(Outline records)
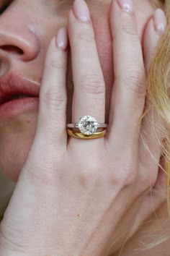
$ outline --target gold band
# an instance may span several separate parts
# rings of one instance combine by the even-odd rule
[[[75,132],[71,129],[67,128],[68,135],[71,137],[73,137],[76,139],[82,139],[82,140],[92,140],[92,139],[99,139],[103,137],[106,135],[106,129],[100,132],[97,132],[92,134],[91,135],[84,135],[80,132]]]

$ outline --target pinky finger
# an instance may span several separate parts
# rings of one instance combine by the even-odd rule
[[[166,25],[166,19],[164,12],[162,9],[157,9],[146,28],[143,39],[144,63],[147,73],[148,73],[156,46],[164,32]]]
[[[161,9],[157,9],[155,11],[153,17],[148,22],[145,30],[143,37],[143,56],[146,73],[148,74],[149,68],[155,54],[156,46],[161,39],[166,26],[166,19],[164,12]],[[146,98],[146,106],[148,106],[148,102]],[[153,121],[154,120],[154,127]],[[150,111],[145,116],[142,124],[143,138],[147,144],[150,153],[158,162],[161,154],[160,141],[162,140],[161,131],[161,120],[157,114]],[[157,128],[156,128],[157,127]],[[146,150],[143,145],[143,140],[140,144],[140,161],[146,166],[151,160],[151,157],[148,151]]]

> **Set exercise**: Could you recast every line of the entries above as a Markdown table with the columns "Row" and "Line", numbering the rows and skipping blank lines? Leave the pictures out of your answer.

> **Solution for this task**:
| Row | Line |
|---|---|
| 1 | $ outline --target gold band |
| 2 | # an instance may span several separate parts |
| 3 | # rings of one instance combine by the even-odd rule |
| 4 | [[[75,132],[71,129],[67,128],[68,135],[71,137],[73,137],[76,139],[82,139],[82,140],[92,140],[92,139],[99,139],[103,137],[106,135],[106,129],[100,132],[97,132],[92,134],[91,135],[84,135],[80,132]]] |
| 5 | $ outline --target pinky finger |
| 6 | # an instance may span several separate parts |
| 7 | # rings of one instance combine by the even-odd rule |
| 8 | [[[166,25],[166,19],[164,12],[162,9],[157,9],[146,28],[143,39],[144,63],[147,73],[148,73],[156,46],[164,32]]] |
| 9 | [[[161,9],[157,9],[155,11],[153,17],[148,22],[145,30],[143,37],[143,56],[146,73],[148,74],[149,68],[155,54],[156,46],[161,39],[166,26],[166,19],[164,12]],[[146,98],[146,106],[148,106],[148,102]],[[153,121],[154,120],[154,127]],[[150,111],[145,116],[142,124],[143,138],[147,144],[150,153],[158,162],[161,154],[160,141],[162,140],[161,131],[161,120],[157,114]],[[157,128],[156,128],[157,127]],[[146,150],[143,145],[143,140],[140,144],[140,161],[146,166],[151,160],[151,157],[148,151]]] |